In concert with the Secretary of the Treasury the
Congressional committee of Ways and Means have prepared three measures for the
regulation of the finances of the Government and country, that are already
winning approval at home and admiration abroad, as wisely adapted to the
emergencies of our condition. The first
of these measures is that already adopted by Congress to authorize one hundred
and fifty millions of Treasury notes and five hundred millions of Government
bonds to meet the extraordinary expenses of the war. The second is the tax bill, now under
discussion, to raise, with our tariff, one hundred and fifty millions a year,
which will meet our ordinary expenses, pay the interest on the dept created by
the first measure, and provide a sinking fund for its early repayment. The third is a measure to provide a national
currency, and this will be brought forward as soon as Congress has finished the
tax and tariff system. The best
explanation and defense of this third measure we find in the speech of Mr. Hooper,
the eminent merchant and financier, who represents Boston in Congress, and has
become a prominent member of the Committee of Ways and Means. His speech elucidates the whole financial
scheme of the Government, and has been commended in the English journals for
its comprehensive ability and large familiarity with the subjects
discussed. We extract from the part
relating to the currency system, with the simple remark that we believe it
foreshadows a most grateful and useful revolution in the currency of the
country. –
“For nearly thirty years the country has been without a
uniform paper currency. As nearly all
the business of the country is done by means of paper, specie being seldom used
except in the payment of balances, the inconveniences resulting from this want
have been very great. The traveling
public, remitters of small sums by mail, and the laboring classes, who often receive
their pay in uncurrent funds, chiefly experience these inconveniences. In order to relieve this want it is necessary
to give to the paper currency three equal qualifications:
“First. It must be
well secured, so that the people may feel that they are sure of obtaining its
value when needed.
“Secondly. It must
have a governmental endorsement or guarantee, so that the people everywhere may
be able to distinguish it, and the government prove its confidence in it by
taking it in payment of taxes, assessments, and other dues.
“Thirdly. It must be
guarded as far as possible, against arbitrary increase.
These requisites have all been provided for in the proposed
bill. The paper currency is to be
secured by a deposit, with the government, of the United States stock, the
market value which shall be equal to the amount of currency issued. There can be no higher security known to the
government, and its permanent value has heretofore been known. The government, upon the receipt of such
security, is to certify on the face of the notes for currency, that the same
are ‘secured by pledge of the United States stocks,’ and is to take them in
payment of all taxes, excises, and other dues excepting only for duties upon
imports. Lastly, the government cannot
increase the amount of the currency, except upon the application of a bank, and
the bank cannot increase it except upon the application to, and depositing security
with the government.

Task instructions:
Carry the piece on the proposed national currency forward from its final sentence, keeping its voice.

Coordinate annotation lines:
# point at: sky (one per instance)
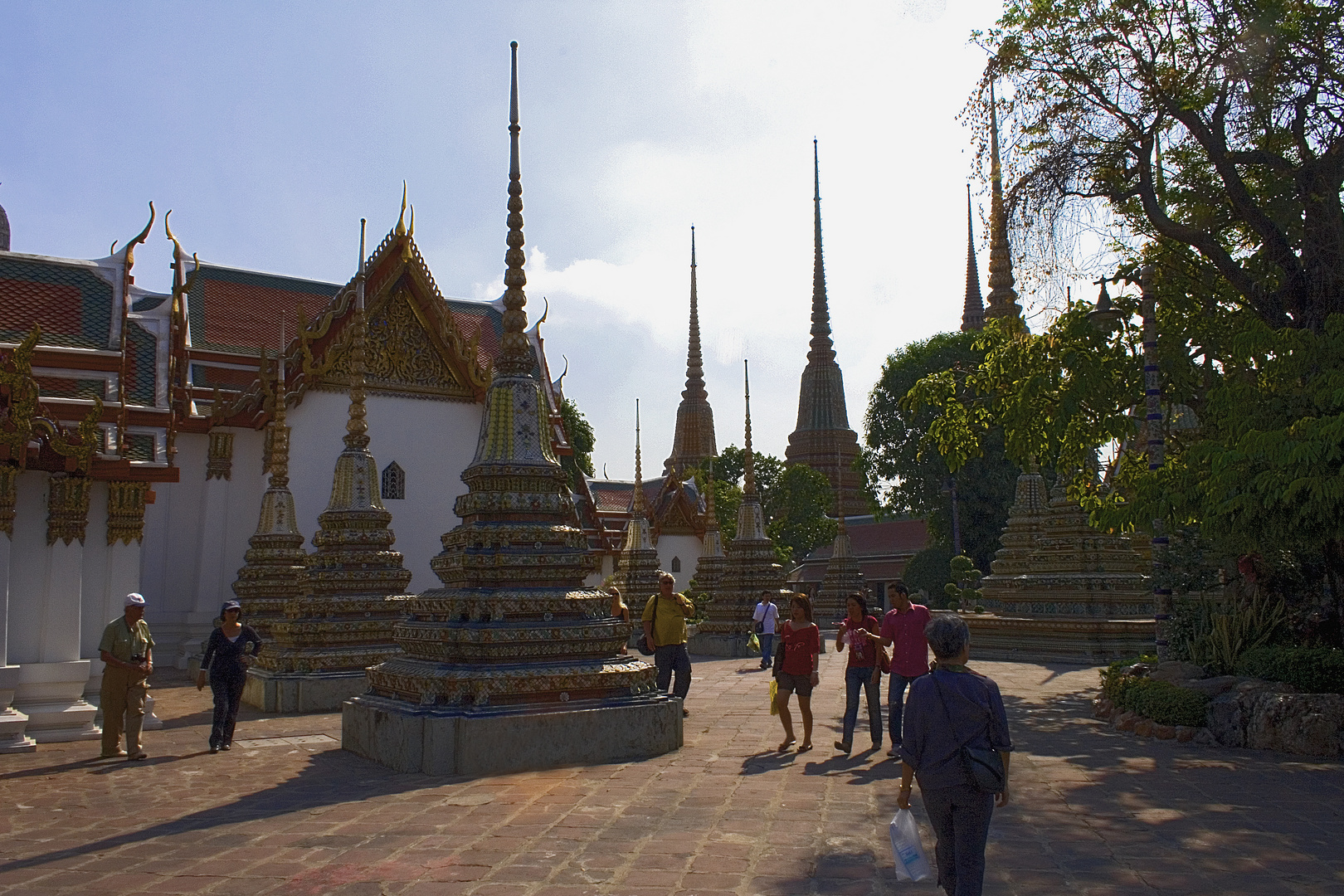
(270, 129)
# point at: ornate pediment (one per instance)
(402, 355)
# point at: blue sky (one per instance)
(270, 129)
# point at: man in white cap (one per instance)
(128, 652)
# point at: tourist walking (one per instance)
(902, 631)
(949, 711)
(799, 672)
(767, 616)
(127, 650)
(859, 633)
(621, 613)
(226, 663)
(665, 631)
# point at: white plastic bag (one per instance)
(906, 846)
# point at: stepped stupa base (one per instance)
(437, 740)
(301, 691)
(1085, 641)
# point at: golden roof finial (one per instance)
(1003, 297)
(514, 345)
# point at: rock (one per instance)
(1308, 724)
(1177, 670)
(1213, 687)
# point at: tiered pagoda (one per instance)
(749, 568)
(513, 665)
(637, 564)
(355, 581)
(823, 438)
(694, 438)
(275, 564)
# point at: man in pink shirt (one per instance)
(903, 627)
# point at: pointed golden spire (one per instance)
(514, 347)
(1003, 297)
(973, 309)
(749, 470)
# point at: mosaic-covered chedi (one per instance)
(637, 564)
(511, 665)
(749, 568)
(343, 624)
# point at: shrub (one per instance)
(1309, 670)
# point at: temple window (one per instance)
(394, 483)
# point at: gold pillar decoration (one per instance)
(127, 512)
(67, 508)
(219, 464)
(8, 494)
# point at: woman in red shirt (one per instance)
(801, 640)
(859, 631)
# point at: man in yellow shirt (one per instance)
(665, 629)
(128, 652)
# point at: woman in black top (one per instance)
(226, 661)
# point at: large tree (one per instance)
(1213, 124)
(902, 464)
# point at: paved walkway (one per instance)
(288, 811)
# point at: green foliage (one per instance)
(928, 571)
(902, 464)
(582, 440)
(1308, 670)
(962, 592)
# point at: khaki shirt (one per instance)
(124, 641)
(670, 625)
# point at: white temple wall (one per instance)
(45, 621)
(431, 441)
(684, 548)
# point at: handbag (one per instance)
(643, 644)
(984, 767)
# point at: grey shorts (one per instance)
(799, 684)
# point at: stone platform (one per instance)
(1068, 640)
(485, 742)
(301, 692)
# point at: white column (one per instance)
(45, 618)
(12, 723)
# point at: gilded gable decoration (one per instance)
(219, 462)
(67, 508)
(127, 512)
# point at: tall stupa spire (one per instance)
(513, 631)
(973, 310)
(1003, 297)
(823, 438)
(694, 438)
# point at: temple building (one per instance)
(823, 438)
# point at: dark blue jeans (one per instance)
(897, 705)
(856, 677)
(668, 659)
(960, 818)
(767, 648)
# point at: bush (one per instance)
(1309, 670)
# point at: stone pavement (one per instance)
(288, 811)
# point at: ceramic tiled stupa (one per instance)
(749, 568)
(637, 564)
(513, 664)
(275, 566)
(343, 625)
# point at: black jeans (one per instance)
(960, 818)
(227, 689)
(668, 659)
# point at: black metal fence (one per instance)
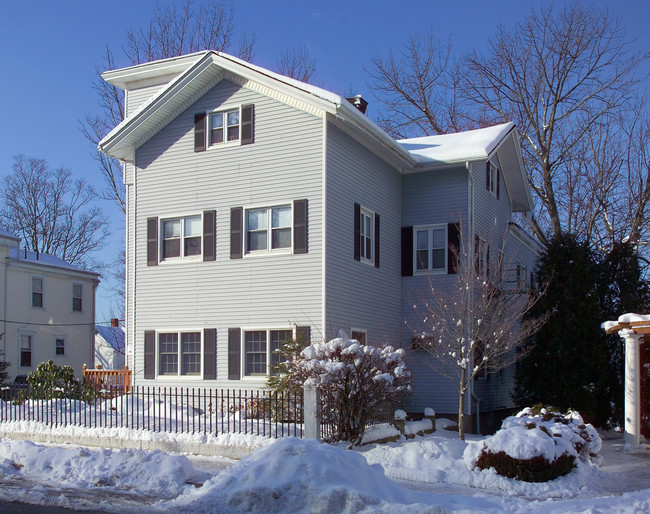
(164, 409)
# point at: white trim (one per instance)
(179, 375)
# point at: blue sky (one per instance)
(50, 51)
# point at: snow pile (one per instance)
(84, 468)
(295, 475)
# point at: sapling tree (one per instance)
(477, 326)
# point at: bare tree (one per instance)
(171, 32)
(296, 63)
(559, 75)
(418, 89)
(52, 212)
(478, 325)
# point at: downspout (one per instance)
(324, 234)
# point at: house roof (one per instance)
(44, 259)
(114, 336)
(190, 77)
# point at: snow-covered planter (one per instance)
(536, 447)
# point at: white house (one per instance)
(109, 346)
(261, 208)
(47, 308)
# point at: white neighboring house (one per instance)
(109, 346)
(47, 309)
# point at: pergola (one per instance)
(631, 328)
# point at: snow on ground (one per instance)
(424, 474)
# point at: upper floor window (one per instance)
(430, 250)
(37, 291)
(77, 297)
(268, 228)
(231, 125)
(181, 237)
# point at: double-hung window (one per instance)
(181, 237)
(268, 229)
(38, 291)
(179, 347)
(431, 248)
(77, 297)
(260, 350)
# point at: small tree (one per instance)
(479, 326)
(354, 381)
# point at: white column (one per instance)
(632, 437)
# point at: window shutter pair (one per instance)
(357, 235)
(209, 238)
(300, 239)
(234, 349)
(209, 354)
(453, 249)
(247, 128)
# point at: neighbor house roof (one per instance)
(114, 336)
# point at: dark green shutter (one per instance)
(300, 226)
(357, 232)
(209, 235)
(149, 354)
(236, 232)
(199, 132)
(407, 251)
(152, 241)
(247, 124)
(210, 354)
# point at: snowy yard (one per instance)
(424, 474)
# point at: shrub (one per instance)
(354, 381)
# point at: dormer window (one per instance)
(229, 126)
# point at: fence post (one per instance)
(312, 411)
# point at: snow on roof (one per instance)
(44, 259)
(114, 336)
(472, 145)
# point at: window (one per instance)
(188, 353)
(26, 350)
(77, 298)
(260, 350)
(37, 292)
(59, 346)
(181, 237)
(359, 334)
(430, 248)
(268, 228)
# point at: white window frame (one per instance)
(179, 353)
(223, 111)
(56, 339)
(269, 229)
(31, 291)
(367, 224)
(363, 331)
(181, 238)
(79, 284)
(430, 269)
(31, 349)
(494, 170)
(269, 352)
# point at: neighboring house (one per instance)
(47, 308)
(261, 208)
(109, 346)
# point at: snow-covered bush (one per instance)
(536, 446)
(353, 379)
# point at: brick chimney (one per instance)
(359, 103)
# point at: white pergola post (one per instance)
(632, 437)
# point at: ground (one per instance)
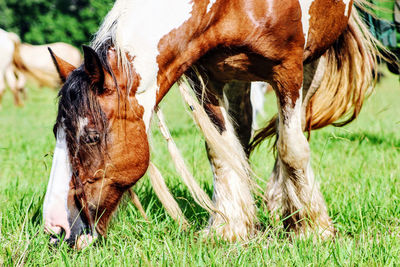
(357, 167)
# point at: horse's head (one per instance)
(102, 147)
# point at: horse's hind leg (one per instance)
(232, 195)
(302, 202)
(311, 80)
(12, 83)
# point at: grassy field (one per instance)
(357, 167)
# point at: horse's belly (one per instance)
(225, 65)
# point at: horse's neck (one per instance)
(142, 37)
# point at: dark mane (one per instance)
(77, 101)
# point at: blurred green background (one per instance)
(43, 21)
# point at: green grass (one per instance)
(357, 167)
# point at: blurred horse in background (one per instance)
(9, 75)
(35, 62)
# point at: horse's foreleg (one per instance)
(2, 87)
(232, 195)
(21, 82)
(302, 202)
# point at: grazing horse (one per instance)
(36, 63)
(142, 49)
(8, 74)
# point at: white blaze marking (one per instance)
(55, 202)
(305, 17)
(141, 26)
(210, 4)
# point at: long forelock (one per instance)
(77, 101)
(107, 37)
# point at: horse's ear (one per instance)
(93, 65)
(62, 66)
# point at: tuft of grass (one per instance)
(357, 167)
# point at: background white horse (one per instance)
(8, 74)
(35, 61)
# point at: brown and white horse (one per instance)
(144, 47)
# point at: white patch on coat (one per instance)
(82, 122)
(55, 205)
(305, 17)
(257, 99)
(141, 26)
(210, 4)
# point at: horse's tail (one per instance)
(44, 79)
(348, 78)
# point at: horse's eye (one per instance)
(92, 137)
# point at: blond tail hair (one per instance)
(348, 79)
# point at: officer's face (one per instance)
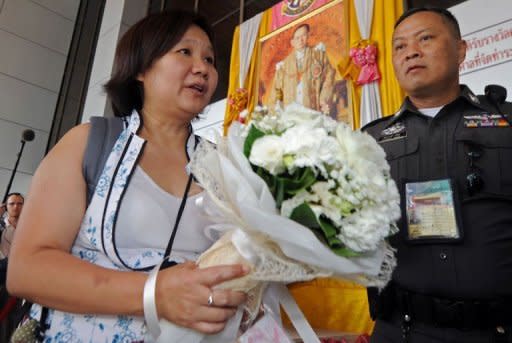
(427, 55)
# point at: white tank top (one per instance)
(147, 216)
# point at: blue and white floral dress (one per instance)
(131, 236)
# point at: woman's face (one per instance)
(183, 80)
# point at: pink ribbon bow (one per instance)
(366, 58)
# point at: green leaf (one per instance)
(303, 214)
(252, 136)
(324, 229)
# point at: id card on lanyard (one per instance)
(430, 211)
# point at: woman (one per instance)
(86, 263)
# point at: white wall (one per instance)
(487, 27)
(34, 42)
(118, 16)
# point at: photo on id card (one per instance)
(431, 211)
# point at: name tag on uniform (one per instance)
(485, 120)
(395, 131)
(430, 211)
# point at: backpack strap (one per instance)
(103, 135)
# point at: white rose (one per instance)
(267, 152)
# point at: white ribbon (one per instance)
(306, 333)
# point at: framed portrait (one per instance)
(298, 63)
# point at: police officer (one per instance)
(450, 153)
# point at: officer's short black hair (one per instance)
(446, 15)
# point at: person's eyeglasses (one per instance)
(474, 181)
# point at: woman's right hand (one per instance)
(182, 294)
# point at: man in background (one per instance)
(12, 207)
(10, 307)
(450, 154)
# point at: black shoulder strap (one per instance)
(103, 135)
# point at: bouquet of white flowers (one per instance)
(296, 196)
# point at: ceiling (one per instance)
(224, 15)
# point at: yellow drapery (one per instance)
(251, 78)
(333, 304)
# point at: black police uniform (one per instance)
(451, 289)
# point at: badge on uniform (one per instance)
(395, 131)
(430, 211)
(485, 120)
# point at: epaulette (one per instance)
(376, 121)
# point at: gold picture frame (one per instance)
(312, 80)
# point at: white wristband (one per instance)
(150, 312)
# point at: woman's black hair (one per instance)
(139, 48)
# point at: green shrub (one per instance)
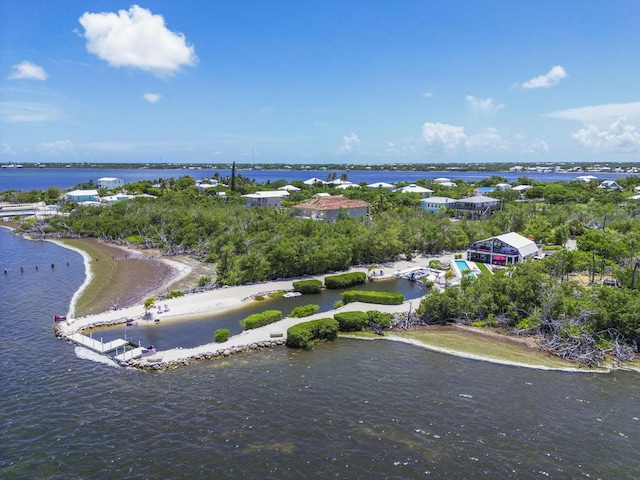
(381, 298)
(304, 334)
(261, 319)
(351, 321)
(345, 280)
(304, 311)
(381, 318)
(307, 286)
(221, 335)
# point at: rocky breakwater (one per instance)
(244, 342)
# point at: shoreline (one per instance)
(197, 305)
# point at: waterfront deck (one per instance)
(97, 345)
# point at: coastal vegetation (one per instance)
(591, 236)
(261, 319)
(303, 335)
(367, 296)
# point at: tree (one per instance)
(149, 303)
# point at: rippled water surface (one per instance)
(348, 409)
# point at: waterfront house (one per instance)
(437, 204)
(81, 196)
(506, 249)
(609, 185)
(328, 207)
(413, 188)
(110, 183)
(476, 207)
(272, 198)
(384, 185)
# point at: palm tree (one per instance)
(149, 303)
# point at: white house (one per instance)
(270, 198)
(609, 185)
(313, 181)
(433, 204)
(80, 196)
(388, 186)
(110, 183)
(413, 188)
(503, 250)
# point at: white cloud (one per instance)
(619, 136)
(6, 149)
(152, 97)
(483, 106)
(138, 39)
(441, 135)
(547, 80)
(55, 148)
(452, 139)
(601, 115)
(489, 140)
(350, 144)
(18, 112)
(27, 71)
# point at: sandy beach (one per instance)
(144, 274)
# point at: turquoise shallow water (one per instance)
(348, 409)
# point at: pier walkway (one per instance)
(97, 345)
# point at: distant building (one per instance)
(328, 208)
(476, 207)
(434, 204)
(110, 183)
(80, 196)
(413, 188)
(272, 198)
(609, 185)
(506, 249)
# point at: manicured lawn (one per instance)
(483, 268)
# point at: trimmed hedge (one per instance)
(304, 334)
(345, 280)
(261, 319)
(352, 321)
(304, 311)
(221, 335)
(381, 298)
(358, 321)
(307, 286)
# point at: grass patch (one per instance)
(480, 344)
(483, 268)
(103, 268)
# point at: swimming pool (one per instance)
(462, 265)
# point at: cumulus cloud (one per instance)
(152, 97)
(441, 135)
(55, 148)
(136, 38)
(601, 115)
(547, 80)
(19, 112)
(483, 106)
(452, 139)
(619, 136)
(350, 144)
(27, 71)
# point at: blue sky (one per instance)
(320, 81)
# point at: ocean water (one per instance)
(43, 178)
(347, 409)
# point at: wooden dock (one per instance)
(97, 345)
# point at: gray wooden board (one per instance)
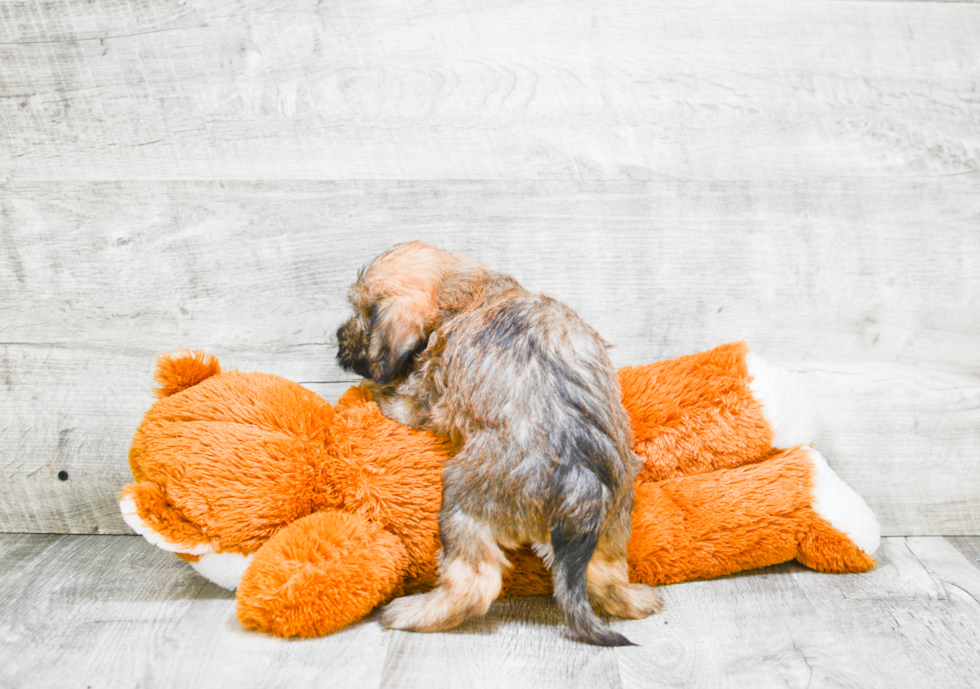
(835, 280)
(112, 611)
(267, 89)
(969, 546)
(806, 271)
(79, 611)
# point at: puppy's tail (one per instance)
(574, 537)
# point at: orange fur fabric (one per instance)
(319, 513)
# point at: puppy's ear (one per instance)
(396, 336)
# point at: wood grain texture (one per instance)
(115, 612)
(969, 546)
(876, 271)
(837, 281)
(134, 89)
(86, 610)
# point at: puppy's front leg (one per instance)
(470, 570)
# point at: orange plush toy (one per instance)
(319, 513)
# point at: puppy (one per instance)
(527, 394)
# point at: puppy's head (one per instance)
(395, 302)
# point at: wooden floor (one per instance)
(112, 611)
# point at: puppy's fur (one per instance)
(528, 396)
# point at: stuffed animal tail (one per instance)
(177, 372)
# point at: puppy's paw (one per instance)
(416, 613)
(634, 602)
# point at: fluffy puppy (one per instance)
(527, 394)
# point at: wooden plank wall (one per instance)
(804, 176)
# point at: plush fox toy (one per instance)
(316, 514)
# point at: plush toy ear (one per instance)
(180, 371)
(319, 574)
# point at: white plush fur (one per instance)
(132, 518)
(846, 511)
(224, 569)
(786, 403)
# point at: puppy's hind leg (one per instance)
(470, 569)
(574, 536)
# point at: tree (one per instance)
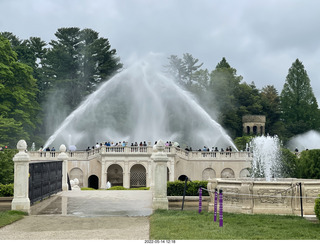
(309, 164)
(18, 93)
(77, 62)
(298, 104)
(224, 85)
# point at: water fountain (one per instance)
(308, 140)
(266, 157)
(265, 191)
(140, 104)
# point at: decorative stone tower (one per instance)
(21, 160)
(254, 124)
(160, 159)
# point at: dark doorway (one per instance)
(182, 177)
(93, 182)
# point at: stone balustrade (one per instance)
(135, 150)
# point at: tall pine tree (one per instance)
(298, 104)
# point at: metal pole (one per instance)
(215, 205)
(220, 209)
(184, 192)
(301, 199)
(200, 199)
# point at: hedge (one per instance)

Response to the task:
“It has been suggested that, as far as the government alone
was interested, the objects which it had to gain could be attained in an easier
and less expensive manner; that the paper circulation of the country being in
reality a loan from the people without interest, it would be equitable and just
for the government to take this loan directly into its own hands, and furnish
all the paper circulation, instead of allowing the benefit of it to private
associations and individuals. But the
committee deemed it more wise to attain their proposed ends, if possible, without
disturbing existing institutions, or habits, or doing anything that might
injuriously affect private interests.
The currency is therefore left to the banks, they are only required to
deposit security for it, and to submit to certain established rules and
regulations prescribed in the bill, in order to insure conformity of management
for the common benefit of the banks themselves and the public.
To many of the banks these requirements will not be
difficult of performance, as they already hold stocks of the United States,
which they will be at liberty to pledge. In exchange for the restrictions imposed upon
them, the banks will enjoy the benefit of a fixed and permanent interest upon
they hypothecated stocks. ‘An order of
nationality,’ as Mr. Webster called it, is also imparted to their bills,
enabling them to circulate wider and further than before; and what would become
a constant drain upon their specie is checked by the consent of the government
to receive their notes in satisfaction of its dues.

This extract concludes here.